• **Exercise objective**:
Copy the material below word for word, starting with the line that contains "Reviewer note: confirm each instance of the athlete's" and going on through the line that contains "pixel 44 155", including both of those lines.

(Collected data)
- - - - -
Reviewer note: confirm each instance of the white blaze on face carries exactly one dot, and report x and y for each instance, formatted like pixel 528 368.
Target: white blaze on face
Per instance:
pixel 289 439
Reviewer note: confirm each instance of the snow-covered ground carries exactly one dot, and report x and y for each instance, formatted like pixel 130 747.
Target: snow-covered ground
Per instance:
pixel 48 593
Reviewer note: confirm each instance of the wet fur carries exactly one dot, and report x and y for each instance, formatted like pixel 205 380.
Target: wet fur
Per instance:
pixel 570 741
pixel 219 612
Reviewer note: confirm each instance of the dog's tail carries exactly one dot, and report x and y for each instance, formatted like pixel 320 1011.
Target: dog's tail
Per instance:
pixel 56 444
- - - - -
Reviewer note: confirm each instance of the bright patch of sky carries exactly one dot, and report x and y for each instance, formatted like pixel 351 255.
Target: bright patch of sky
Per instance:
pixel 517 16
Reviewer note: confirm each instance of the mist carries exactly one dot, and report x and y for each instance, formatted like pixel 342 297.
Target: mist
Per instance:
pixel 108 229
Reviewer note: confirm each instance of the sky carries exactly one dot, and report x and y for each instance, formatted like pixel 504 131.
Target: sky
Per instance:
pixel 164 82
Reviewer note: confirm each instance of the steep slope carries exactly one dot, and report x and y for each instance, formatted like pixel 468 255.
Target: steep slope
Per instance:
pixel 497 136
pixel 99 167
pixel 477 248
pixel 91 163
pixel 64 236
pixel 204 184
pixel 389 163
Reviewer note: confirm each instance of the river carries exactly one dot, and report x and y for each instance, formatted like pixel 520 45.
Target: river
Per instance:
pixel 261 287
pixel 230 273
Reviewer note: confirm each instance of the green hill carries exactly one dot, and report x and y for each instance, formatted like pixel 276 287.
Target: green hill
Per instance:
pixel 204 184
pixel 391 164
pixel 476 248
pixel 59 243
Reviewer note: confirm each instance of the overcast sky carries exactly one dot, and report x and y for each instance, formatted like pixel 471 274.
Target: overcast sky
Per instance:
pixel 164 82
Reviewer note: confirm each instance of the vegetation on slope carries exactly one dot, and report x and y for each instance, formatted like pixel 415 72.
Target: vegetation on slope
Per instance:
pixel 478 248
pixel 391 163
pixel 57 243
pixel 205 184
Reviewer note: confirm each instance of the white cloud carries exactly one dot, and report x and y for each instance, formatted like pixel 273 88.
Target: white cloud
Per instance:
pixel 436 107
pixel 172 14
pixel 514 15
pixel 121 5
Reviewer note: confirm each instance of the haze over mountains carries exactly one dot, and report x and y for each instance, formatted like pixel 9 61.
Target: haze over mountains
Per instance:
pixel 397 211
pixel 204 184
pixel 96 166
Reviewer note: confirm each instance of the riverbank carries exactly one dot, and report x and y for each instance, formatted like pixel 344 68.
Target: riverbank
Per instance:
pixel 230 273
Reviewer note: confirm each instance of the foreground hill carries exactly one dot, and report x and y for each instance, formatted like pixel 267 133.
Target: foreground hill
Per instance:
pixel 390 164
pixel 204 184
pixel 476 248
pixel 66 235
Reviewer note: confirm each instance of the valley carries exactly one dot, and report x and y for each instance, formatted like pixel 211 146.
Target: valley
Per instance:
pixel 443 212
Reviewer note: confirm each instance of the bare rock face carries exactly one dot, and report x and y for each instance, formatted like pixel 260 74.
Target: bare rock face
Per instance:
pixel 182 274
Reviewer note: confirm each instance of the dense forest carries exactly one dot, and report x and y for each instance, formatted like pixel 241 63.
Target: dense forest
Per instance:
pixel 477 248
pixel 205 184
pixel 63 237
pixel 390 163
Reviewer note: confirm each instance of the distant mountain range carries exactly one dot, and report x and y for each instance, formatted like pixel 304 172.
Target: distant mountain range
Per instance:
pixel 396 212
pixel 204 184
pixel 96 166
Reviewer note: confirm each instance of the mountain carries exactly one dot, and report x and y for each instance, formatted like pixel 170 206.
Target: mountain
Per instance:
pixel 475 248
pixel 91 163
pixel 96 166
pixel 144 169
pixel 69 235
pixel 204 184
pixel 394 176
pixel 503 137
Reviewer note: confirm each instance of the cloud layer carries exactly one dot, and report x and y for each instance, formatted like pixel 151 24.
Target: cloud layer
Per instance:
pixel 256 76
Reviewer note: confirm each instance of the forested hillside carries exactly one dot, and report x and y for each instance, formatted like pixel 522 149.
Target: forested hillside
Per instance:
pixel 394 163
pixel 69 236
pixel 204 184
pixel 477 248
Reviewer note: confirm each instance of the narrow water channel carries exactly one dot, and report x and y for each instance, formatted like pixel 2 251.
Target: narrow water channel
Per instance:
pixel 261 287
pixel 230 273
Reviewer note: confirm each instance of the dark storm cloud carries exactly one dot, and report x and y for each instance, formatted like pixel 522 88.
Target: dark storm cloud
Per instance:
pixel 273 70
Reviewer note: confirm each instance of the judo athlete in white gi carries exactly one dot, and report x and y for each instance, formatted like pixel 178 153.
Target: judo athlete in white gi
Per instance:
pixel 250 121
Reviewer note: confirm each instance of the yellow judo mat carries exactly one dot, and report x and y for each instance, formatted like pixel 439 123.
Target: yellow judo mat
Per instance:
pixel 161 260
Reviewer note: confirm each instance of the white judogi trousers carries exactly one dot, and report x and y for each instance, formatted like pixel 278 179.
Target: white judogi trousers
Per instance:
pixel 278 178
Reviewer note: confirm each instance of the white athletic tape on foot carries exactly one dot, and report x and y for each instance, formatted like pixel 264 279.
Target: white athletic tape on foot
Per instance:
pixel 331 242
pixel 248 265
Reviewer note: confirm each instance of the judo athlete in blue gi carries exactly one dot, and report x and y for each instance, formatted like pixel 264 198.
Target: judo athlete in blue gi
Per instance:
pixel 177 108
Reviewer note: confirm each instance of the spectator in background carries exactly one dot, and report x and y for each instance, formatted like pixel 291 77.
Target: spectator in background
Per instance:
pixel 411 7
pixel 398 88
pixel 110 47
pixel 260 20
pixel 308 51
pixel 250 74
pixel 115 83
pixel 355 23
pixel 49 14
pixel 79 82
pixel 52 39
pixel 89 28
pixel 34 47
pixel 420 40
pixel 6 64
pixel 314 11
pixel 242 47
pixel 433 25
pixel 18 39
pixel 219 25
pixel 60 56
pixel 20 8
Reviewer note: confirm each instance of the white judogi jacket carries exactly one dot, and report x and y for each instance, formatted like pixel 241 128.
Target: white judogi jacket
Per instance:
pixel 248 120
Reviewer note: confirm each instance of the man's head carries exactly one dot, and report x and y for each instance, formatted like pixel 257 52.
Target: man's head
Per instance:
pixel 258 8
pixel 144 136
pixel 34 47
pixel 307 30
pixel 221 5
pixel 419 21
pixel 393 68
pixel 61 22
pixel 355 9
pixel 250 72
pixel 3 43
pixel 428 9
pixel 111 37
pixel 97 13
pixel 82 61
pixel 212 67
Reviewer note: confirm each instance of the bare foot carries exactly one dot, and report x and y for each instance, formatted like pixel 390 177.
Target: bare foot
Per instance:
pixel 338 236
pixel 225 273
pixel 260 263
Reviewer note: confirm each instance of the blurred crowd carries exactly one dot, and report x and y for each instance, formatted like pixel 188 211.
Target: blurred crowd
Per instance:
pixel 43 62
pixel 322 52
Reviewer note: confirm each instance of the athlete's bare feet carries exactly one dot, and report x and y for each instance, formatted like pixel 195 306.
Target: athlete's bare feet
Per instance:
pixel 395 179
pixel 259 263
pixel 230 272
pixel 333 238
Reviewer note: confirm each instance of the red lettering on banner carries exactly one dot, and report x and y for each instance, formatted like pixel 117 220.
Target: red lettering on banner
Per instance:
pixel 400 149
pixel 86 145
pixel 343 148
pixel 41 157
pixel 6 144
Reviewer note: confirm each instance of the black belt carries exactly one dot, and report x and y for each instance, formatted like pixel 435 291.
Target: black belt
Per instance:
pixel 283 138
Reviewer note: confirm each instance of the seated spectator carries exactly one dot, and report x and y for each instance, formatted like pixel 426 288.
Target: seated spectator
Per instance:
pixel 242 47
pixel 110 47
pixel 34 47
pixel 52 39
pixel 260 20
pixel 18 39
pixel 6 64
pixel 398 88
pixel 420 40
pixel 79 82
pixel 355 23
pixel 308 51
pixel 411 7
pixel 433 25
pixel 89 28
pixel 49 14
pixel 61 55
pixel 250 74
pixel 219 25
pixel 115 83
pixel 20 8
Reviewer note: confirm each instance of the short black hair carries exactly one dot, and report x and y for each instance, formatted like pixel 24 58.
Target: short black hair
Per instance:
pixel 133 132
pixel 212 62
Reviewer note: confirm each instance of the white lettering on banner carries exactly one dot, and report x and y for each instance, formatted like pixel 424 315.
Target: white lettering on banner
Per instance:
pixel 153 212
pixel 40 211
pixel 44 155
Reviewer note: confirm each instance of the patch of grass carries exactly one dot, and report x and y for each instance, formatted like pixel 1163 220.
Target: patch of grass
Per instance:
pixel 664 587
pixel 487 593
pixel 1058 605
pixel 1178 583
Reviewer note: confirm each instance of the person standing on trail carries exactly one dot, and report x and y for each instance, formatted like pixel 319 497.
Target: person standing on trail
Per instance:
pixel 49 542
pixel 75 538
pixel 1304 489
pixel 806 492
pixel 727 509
- - - - -
• **Response to the task**:
Reviewer note: confirm each instance of the athlete's bare feet carries exactly one dot, and report x and y for each instance, formatted like pixel 195 306.
Target: athlete's bare feet
Per instance:
pixel 395 179
pixel 259 263
pixel 230 272
pixel 333 238
Reviewer note: confirm each instance of the red lettering on banner carries exactly one dot, and report x and y for each instance, formatted like pixel 117 220.
Target: red lettering on banner
Per instance:
pixel 400 149
pixel 86 145
pixel 343 148
pixel 41 157
pixel 6 144
Reviewer note: confirm each instance of the black belt carries exactly one dot, and report x and y for each instance, formatted like pixel 435 291.
Target: black belt
Per instance:
pixel 283 138
Reviewer note: confirm each instance of the seated spectator carries exactly one dot, and report x and y for each instance, formatted like pixel 426 288.
Target: seated spectator
Per instance:
pixel 242 47
pixel 110 47
pixel 34 47
pixel 52 39
pixel 260 20
pixel 18 39
pixel 6 64
pixel 398 88
pixel 420 40
pixel 79 82
pixel 355 23
pixel 308 51
pixel 411 7
pixel 433 25
pixel 89 28
pixel 49 14
pixel 61 55
pixel 250 74
pixel 219 25
pixel 115 83
pixel 20 8
Reviewer note: confirm each instance of the short black hair carries exactly one dot, and report x and y for each instance, formatted like pixel 24 58.
Target: short black hair
Per instance:
pixel 133 132
pixel 212 62
Reviewer note: confirm each instance of the white lettering on banner carries exactly one dot, and report x and y for each instance, formatted like pixel 424 315.
Target: white lettering on banner
Per instance:
pixel 153 212
pixel 40 211
pixel 44 155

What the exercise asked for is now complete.